### Required action 1
In two sentences, what does the journal entry say?
### Required action 2
In the journal entry, what does the writer say they are especially terrible at returning?

### Extract provided
★ ★ ★ ★ ★ ★ ★

May 11, 2003

A curious question directed at me today: did I consider what I wrote to be 'good'? I answered that I could not be the person to answer that; and as I did not know if anyone else reads what I write, a critical element of communication might well be missing in any case. Without a reader, qualitative judgements of the subject and style of communication have rather less meaning even than usual.

I am especially terrible at returning personal letters. (It is not helping, now, that I have no access to my usual e-mail address.) It is not that I do not consider them important. Quite the contrary. I have pages and pages of draughts awaiting sendings which may never happen. They do not say quite what I am trying to translate into words. They do not address quite what I understand by the received letter and what I have of knowledge of its sender. They sit aside and linger as I seek the translations and can find only approximations.

★ ★ ★ ★ ★ ★ ★

Region pointing data:

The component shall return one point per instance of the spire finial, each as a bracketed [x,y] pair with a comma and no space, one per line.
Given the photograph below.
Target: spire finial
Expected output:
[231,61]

★ ★ ★ ★ ★ ★ ★

### Written solution 1
Asked whether they considered their writing good, the writer said they could not be the one to judge, and added that because they did not know if anyone reads it, such judgments would have little meaning without a reader. The writer is also especially bad at returning personal letters and has pages of unsent drafts that never quite say what they are trying to put into words or fully address the received letter and its sender.

### Written solution 2
Personal letters.